What you have to do:
Could you continue the court ruling below, on leave to cross-examine the maker of an affidavit, from right after its last sentence?

Provided passage:
*****

The 1st Defendant in response to the contentious paragraphs 8, 15 & 16 of the replying affidavit stated that the same were derived from the outcomes of the various cases that had been heard and determined where the marriage of the plaintiff to the son of the  1st defendant was annulled.  The 1st defendant’s position being that the plaintiff was allowed/permitted to occupy the suit premises by reason of having been married to the 1st Defendant’s son.  The 1st Defendant asserts that the marriage of the  plaintiff to the 1st Defendant’s son having been annulled in HC Divorce case NO. 122 of 2006 and the decision of the High Court upheld in Civil Appeal NO. 299 of 2009 the plaintiff lost the right to continue in possession and occupation of the suit premises and her claim of proprietary estoppel is far fetched and unmerited.  The 1st Defendant avers that the only reason the plaintiff was allowed to occupy the suit premises was because the child of the marriage Akash Amrit was residing with the mother, the plaintiff herein, and orders had been made relating to residency in children’s case NO. 278 of 2006- Manjit Singh Amrit) aqnd in the case of Manjit Sing Amrit –vs-  Papinder Atwal (In the case of Manjit Signh Amrit –vs- Papinder Atiral (In the matter of Akash Amrit), HCCC NO.6 of 2009and Civil Appeal NO. 20 of 2010 Papinder Atwal –vs- Manjit Signh Amrit.  The said child is now over 18 years and the protective orders in the above cases now have no application.

I have considered the pleadings and submissions by counsel and I agree with both learned counsels that under Order 19 Rule 2 of the Civil Procedure Rules the court is expected to exercise its discretion whether or not to summon the deponent to be cross-examined.  In my view there has to be a clear and proper basis laid by the applicant before the court can exercise that discretion.  It is not a discretion that should be exercised liberally without a concise review of any factors that make it necessary to have a party cross-examined at the hearing of an interlocutory application as in the present case.  There is a danger that if the courts were to liberally grant leave to cross-examine deponents of affidavits  without serious scrutiny of the basis upon which an application  to cross-examine a deponent is founded  the courts may find themselves inundated with such applications such that “minitrials” or “trials within a trial” would be the order of the day which would not  augur well for the administration of justice.  The courts therefore have to trend carefully and allow only those applications that are merited.

I am in agreement with the observations of Waweru, J in the case of Nancy Wanja Gatabaki –vs- Ashford Muriuki (supra) where he observed thus:-

“5- In litigation governed by the Civil Procedure Act and Rules, the grant of leave to cross-examine the maker of an affidavit is a discretionary power of the court under Order 19 Rule 2 of the Civil Procedure Rules, 2010----- it bears remembering, however, that the exercise of discretion by the court must have a sound basis, it should not be exercised in a whimsical or capricious manner see the case of National Bank of Kenya Ltd & 2 others –vs- Kisumu Paper Mills Ltd (2009) e KLR.  See also the case of Mbogo –vs- Shah (1968) EA 93.  The question to ask is whether any material has been placed before the court which would assist in the exercise of its discretion.

*****

Dataset:
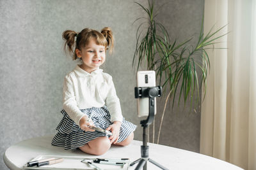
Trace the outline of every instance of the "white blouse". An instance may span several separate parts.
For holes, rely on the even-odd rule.
[[[65,77],[63,109],[77,125],[84,116],[80,110],[108,107],[111,121],[123,120],[119,98],[112,76],[99,69],[91,73],[78,65]]]

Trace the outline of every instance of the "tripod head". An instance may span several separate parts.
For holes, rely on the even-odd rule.
[[[162,95],[162,87],[160,86],[152,87],[135,87],[135,98],[148,97],[148,116],[147,120],[140,122],[141,126],[147,127],[154,120],[155,116],[155,97]]]

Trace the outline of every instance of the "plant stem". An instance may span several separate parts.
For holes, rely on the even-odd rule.
[[[166,99],[165,100],[164,108],[164,110],[163,111],[162,118],[161,119],[161,122],[160,122],[159,131],[158,132],[158,138],[157,138],[157,144],[159,143],[160,132],[161,132],[161,129],[162,127],[163,120],[164,119],[165,109],[166,108],[167,102],[168,102],[168,100],[169,99],[170,95],[171,94],[172,92],[172,90],[169,92],[169,94],[167,96]]]

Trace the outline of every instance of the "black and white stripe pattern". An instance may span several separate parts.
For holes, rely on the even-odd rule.
[[[110,121],[109,112],[106,106],[102,108],[93,107],[81,111],[88,117],[91,117],[96,127],[106,129],[112,124]],[[63,115],[63,117],[56,128],[58,132],[52,139],[52,145],[64,146],[65,150],[74,150],[83,146],[90,141],[98,137],[107,136],[106,134],[97,131],[86,132],[83,131],[68,117],[64,110],[62,110],[61,113]],[[118,142],[125,139],[132,132],[135,131],[136,127],[123,118]]]

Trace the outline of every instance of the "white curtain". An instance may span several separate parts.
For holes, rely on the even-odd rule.
[[[207,51],[200,153],[245,169],[256,169],[255,7],[255,0],[205,1],[204,33],[226,24],[218,35],[229,33],[214,45],[227,48]]]

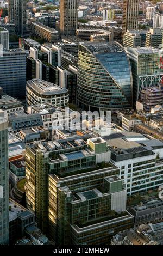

*****

Output of the task:
6.  an applicant to cross-examine the deponent of an affidavit must lay a proper basis for such application.  He must state which specific paragraphs and allegations in the affidavit in question give rise to the need for cross-examination”.

In the matter before me the applicant has alleged that the deponent under paragraphs 8, 15 and 16 of the replying affidavit has branded her a fraudster and an extortionist while the respondent has countered that the terms “fraud” and extortion” used in the said paragraphs are used in the context that the courts have in their respective rulings finally determined the plaintiff is not the wife of the 1st  Defendant’s son and that any rights that accrued to her by virtue of her being the wife of the 1st  Defendant’s son cannot be continued more so since their son from the annulled marriage has now become of age.

I cannot say what the cross-examination is intended to achieve if leave was to be granted but on the basis of the material before the court and the submissions by both counsel I am not persuaded that the plaintiff has laid a sound basis upon which I can grant her  leave to cross-examine the 1st Defendant at this stage.  I certainly see the cross-examination sought by the plaintiff as best suited for the trial when each party will have the opportunity to cross-examine each other.   My view is that for the present the parties can adequately deal with the matters/issues raised in the affidavits during the hearing of the interlocutory application for injunction and specifically in the parties submissions respecting the plaintiffs application.

The upshot is that I decline to grant leave to the plaintiff/Applicant to cross-examine the 1st Defendant on the replying affidavit of 10th March 2015 and direct that the substantive application dated 24th February 2015 do proceed to hearing on merits.  The parties shall exchange written submissions within the next 21 days of this ruling and the parties will highlight their submissions on 11th June 2015.  The interim orders are extended till then.  Costs of the application shall be in the cause.

Orders accordingly.

Ruling dated, signed and delivered this 7th day of May 2015.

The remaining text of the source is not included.